(INFORMATION PROVIDED)
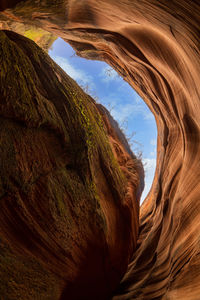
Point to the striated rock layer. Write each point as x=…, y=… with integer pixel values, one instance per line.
x=69, y=184
x=155, y=46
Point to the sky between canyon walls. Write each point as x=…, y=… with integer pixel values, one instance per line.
x=128, y=109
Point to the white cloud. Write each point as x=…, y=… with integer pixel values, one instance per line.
x=149, y=168
x=108, y=74
x=131, y=109
x=78, y=75
x=153, y=142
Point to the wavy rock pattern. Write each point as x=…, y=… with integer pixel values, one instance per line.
x=155, y=46
x=68, y=182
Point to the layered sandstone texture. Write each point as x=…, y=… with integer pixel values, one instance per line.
x=68, y=183
x=155, y=46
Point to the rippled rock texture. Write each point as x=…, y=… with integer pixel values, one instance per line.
x=155, y=46
x=69, y=184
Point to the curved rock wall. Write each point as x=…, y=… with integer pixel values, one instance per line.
x=155, y=46
x=68, y=183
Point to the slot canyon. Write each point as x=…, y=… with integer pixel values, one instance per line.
x=71, y=224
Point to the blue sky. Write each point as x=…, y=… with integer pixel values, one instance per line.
x=124, y=104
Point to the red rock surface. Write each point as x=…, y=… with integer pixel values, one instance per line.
x=68, y=183
x=155, y=46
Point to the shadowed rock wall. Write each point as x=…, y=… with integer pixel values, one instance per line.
x=68, y=183
x=155, y=46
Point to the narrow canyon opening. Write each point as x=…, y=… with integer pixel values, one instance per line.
x=109, y=89
x=69, y=219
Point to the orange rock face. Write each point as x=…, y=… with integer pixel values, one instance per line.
x=68, y=183
x=155, y=46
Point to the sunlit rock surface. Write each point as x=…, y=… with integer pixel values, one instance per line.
x=69, y=184
x=155, y=46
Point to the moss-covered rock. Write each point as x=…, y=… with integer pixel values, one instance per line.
x=67, y=183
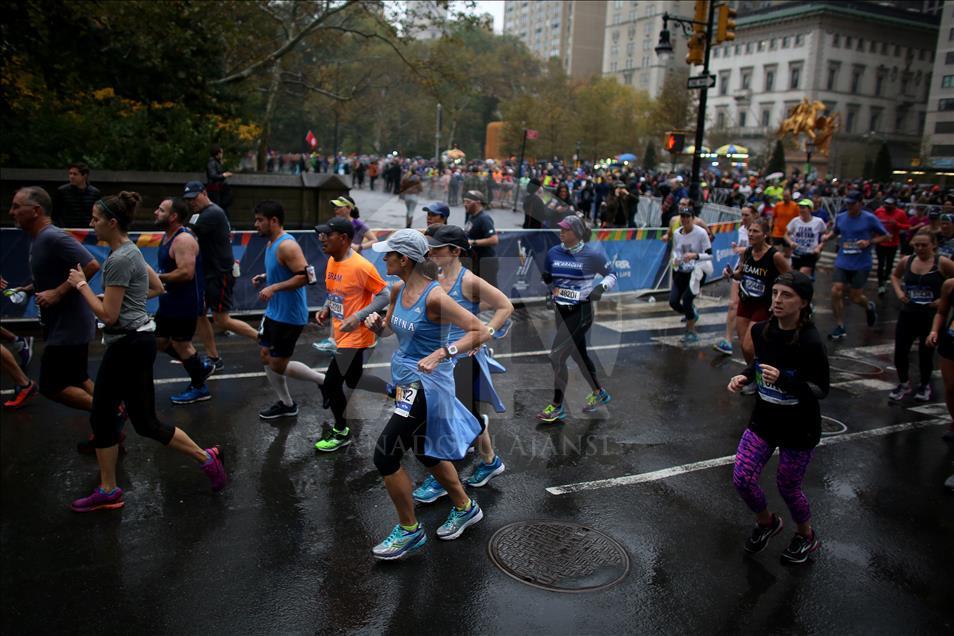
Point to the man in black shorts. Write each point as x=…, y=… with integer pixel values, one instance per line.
(End INFORMATION PROVIDED)
### YOUR GOAL
A word-for-word transcript of the entries above is needed, with pictures removed.

### TASK ANSWER
Point to the striated rock layer. Write each point as x=…, y=… with integer pixel values, one instance per line.
x=69, y=184
x=155, y=46
Point to the sky between canyon walls. Write each point as x=…, y=… with integer pixel values, one instance per line.
x=128, y=109
Point to the white cloud. Write each point as x=…, y=… with integer pixel values, one instance per line.
x=149, y=168
x=108, y=74
x=131, y=109
x=78, y=75
x=153, y=142
Point to the wavy rock pattern. Write each point as x=…, y=… with integer pixel values, one instance per line.
x=155, y=46
x=68, y=182
Point to the layered sandstone texture. Write each point as x=…, y=… with integer pixel values, one instance per line.
x=68, y=183
x=155, y=46
Point to the rippled rock texture. Write each point as x=…, y=… with integer pixel values, one instance per line.
x=155, y=46
x=69, y=184
Point to the curved rock wall. Write each point as x=…, y=… with integer pixel values, one instance per line.
x=155, y=46
x=68, y=183
Point to the slot canyon. Write each point as x=…, y=… with integer pixel values, one instance per line.
x=71, y=224
Point to the blue sky. Write each point as x=…, y=… with integer pixel values, one instance per line.
x=124, y=104
Point to the red rock surface. Write each point as x=…, y=… with integer pixel values, one instance per line.
x=68, y=183
x=155, y=46
Point to the shadowed rock wall. Write each point as x=…, y=… with integer pixel values, one instance per line.
x=68, y=183
x=155, y=46
Point to the narrow canyon opening. Write each point as x=…, y=… with integer pixel values, one instance per line.
x=109, y=89
x=69, y=219
Point to the orange rock face. Write each point as x=…, y=… with integer pixel values, one instance per line.
x=68, y=183
x=155, y=46
Point to the sunlit rock surface. Write each point as x=…, y=… with integer pixel values, one instance per line.
x=69, y=184
x=155, y=46
Point to the moss-covered rock. Write each point as x=…, y=… with integer pixel values, one instance per line.
x=67, y=183
Point to the man in black shorts. Write each point as x=…, y=… with integer pixel values, one instance per line.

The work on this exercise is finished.